*** DOCUMENT PASSAGE

NASA is building and designing around a cell stack consisting of 30 wafers with dimensions of six inches by six inches by three inches in size.
If the user wants four litres of oxygen, one of the cells provides the sufficient amount of surface area to provide that amount.
“If you want 400 litres per minute, you will use more of these cell stacks and embed them into a common design,” said Graf.
Process heat is a key component to the energy efficient nature of the design. The hotter the wafers are, the hotter the cell stacks are, the more chemically efficient they are, resulting in less voltage being required to pump the oxygen.
A catch-22 means that, the hotter the wafers are, the more energy is spend heating incoming process air, reducing the amount of energy saved.
“This method lets the cells act in a series,” revealed Graf. “So one amount of air is used to sweep air and provide oxygen to multiple cell stacks. It heats the air, so when you take the depleted air that is coming out of the last stack, it’s hotter than you started with.”
When put into a heat exchanger, the incoming air is preheated to the point where heaters could be eliminated entirely, with only the intrinsic power needed for pumping oxygen.
The overall size of the prototype is roughly 2m long and 1.6m tall, with the majority of the space taken up by the heat exchanger. The design also possesses an exterior feature that receives all of the oxygen ports and manages gas pressure regulation, gas sampling and routing.
In addition to build the prototype system that delivers 34 litres a minute at 100 psi, Graf revealed that NASA is also designing and prototyping a two-stage device that can produce oxygen capable of filling high pressure cylinders.
By integrating a new ceramic oxygen generator – or a second stage, which is built inside a pressure vessel in a ‘ship in a bottle style’, it’s possible to receive low pressure oxygen and pump it to high pressure oxygen, creating what is, in essence, a solid state oxygen compressor.

******

» **TASK TO CARRY OUT**
Answer these questions about the passage on NASA's oxygen-generating design.
(a) How many wafers make up the cell stack NASA is building around?
(b) What is the approximate length and height of the prototype?
(c) What rate and pressure does the prototype system deliver?

*** DATA FOR REVIEW

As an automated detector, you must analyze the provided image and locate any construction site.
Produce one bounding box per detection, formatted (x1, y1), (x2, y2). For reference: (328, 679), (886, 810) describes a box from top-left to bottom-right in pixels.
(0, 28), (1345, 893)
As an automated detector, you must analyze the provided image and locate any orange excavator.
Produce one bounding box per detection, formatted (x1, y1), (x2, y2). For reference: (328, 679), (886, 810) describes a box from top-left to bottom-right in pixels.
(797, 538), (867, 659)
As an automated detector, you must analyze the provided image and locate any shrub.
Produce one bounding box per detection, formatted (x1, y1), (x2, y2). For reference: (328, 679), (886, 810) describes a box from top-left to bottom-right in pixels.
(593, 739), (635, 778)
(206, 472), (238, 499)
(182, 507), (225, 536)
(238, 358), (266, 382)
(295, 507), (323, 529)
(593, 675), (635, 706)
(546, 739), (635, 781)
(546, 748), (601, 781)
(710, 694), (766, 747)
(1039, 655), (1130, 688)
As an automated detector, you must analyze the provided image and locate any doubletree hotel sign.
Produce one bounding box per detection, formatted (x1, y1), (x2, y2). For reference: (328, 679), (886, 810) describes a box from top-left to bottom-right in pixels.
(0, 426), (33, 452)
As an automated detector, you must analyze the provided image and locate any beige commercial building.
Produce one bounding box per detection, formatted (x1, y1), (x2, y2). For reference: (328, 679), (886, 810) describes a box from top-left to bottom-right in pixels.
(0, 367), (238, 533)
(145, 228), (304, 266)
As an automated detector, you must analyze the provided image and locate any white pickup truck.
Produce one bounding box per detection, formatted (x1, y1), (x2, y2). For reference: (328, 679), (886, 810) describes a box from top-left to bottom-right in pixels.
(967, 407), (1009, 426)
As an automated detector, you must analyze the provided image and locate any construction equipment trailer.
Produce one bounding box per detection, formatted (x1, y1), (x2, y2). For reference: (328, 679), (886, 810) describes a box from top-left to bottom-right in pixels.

******

» **EXERCISE SOLUTION**
(a) 30 wafers.
(b) Roughly 2m long and 1.6m tall.
(c) 34 litres a minute at 100 psi.